**Task description:** Reproduce the items below word for word, starting at the line that contains "Report one point per instance of the jockey's boot" and ending at the final line of the items.

**Materials provided:**
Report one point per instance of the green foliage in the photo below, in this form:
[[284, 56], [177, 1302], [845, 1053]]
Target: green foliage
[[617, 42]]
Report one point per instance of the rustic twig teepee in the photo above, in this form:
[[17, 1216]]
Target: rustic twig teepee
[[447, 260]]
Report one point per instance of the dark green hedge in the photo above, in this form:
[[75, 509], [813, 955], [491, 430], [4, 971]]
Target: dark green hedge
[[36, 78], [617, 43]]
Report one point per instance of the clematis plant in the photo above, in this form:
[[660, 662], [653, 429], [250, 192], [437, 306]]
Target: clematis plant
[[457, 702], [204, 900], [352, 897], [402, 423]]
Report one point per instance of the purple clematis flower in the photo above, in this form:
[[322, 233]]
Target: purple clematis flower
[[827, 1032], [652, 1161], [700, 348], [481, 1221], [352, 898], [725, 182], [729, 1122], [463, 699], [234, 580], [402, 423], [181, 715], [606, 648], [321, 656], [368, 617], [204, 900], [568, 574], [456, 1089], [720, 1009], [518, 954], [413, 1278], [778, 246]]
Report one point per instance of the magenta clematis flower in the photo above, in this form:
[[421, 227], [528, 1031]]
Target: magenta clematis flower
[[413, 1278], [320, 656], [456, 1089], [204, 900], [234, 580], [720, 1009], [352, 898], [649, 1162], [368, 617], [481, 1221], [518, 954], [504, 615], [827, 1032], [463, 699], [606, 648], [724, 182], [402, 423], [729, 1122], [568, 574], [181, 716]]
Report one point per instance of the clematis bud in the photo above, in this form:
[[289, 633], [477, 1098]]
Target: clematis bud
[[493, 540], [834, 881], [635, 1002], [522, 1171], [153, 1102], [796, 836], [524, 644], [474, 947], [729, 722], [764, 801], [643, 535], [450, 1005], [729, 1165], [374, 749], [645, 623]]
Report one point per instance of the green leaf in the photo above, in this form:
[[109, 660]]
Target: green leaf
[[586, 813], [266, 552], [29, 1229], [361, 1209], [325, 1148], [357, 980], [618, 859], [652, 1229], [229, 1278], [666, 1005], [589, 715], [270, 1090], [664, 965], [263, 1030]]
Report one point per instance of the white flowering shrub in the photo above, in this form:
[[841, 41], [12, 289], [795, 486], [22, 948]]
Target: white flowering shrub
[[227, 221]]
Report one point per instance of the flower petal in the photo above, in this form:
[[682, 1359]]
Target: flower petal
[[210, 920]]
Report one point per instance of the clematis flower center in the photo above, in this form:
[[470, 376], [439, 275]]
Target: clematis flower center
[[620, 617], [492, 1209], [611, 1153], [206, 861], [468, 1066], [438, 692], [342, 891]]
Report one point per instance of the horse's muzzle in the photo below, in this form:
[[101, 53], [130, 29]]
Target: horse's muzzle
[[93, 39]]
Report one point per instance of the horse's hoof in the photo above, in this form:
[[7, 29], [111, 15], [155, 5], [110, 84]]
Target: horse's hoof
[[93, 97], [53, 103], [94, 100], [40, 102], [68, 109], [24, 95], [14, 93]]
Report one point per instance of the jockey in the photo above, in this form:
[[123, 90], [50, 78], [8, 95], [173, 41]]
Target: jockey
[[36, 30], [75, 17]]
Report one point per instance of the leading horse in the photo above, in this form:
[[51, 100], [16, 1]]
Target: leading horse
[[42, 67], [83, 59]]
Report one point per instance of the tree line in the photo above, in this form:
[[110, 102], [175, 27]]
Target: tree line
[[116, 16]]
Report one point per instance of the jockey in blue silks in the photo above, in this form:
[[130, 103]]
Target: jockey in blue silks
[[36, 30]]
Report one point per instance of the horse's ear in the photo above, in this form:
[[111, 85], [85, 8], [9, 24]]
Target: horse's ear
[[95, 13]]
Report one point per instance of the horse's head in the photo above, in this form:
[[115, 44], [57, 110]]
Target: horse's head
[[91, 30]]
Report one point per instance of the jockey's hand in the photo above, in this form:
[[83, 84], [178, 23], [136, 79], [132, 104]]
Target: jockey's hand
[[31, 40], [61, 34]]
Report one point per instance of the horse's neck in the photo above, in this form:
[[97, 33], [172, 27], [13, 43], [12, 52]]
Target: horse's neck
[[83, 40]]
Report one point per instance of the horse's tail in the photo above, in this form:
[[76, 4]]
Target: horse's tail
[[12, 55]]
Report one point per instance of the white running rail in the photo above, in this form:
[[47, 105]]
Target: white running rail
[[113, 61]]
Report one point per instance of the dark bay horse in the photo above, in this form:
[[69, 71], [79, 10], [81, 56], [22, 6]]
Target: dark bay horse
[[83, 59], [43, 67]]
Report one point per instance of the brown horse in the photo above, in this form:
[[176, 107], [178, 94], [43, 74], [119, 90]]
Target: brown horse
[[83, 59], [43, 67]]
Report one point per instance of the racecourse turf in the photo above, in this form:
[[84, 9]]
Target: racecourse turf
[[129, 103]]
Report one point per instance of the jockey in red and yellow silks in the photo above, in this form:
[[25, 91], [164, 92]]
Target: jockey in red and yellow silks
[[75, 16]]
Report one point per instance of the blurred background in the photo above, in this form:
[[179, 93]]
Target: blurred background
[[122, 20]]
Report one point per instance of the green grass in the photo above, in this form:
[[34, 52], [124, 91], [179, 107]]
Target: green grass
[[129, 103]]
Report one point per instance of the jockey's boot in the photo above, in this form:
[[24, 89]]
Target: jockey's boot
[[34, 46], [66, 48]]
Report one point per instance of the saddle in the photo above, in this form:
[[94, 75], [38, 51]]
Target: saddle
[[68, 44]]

**Worked solution:**
Report one point per instance of the jockey's boot in the photo above, in this form:
[[24, 89]]
Target: jockey's boot
[[34, 46], [66, 48]]
Report one point per instance of the saddle in the photo above, in this form:
[[94, 75], [38, 51]]
Target: saddle
[[68, 44]]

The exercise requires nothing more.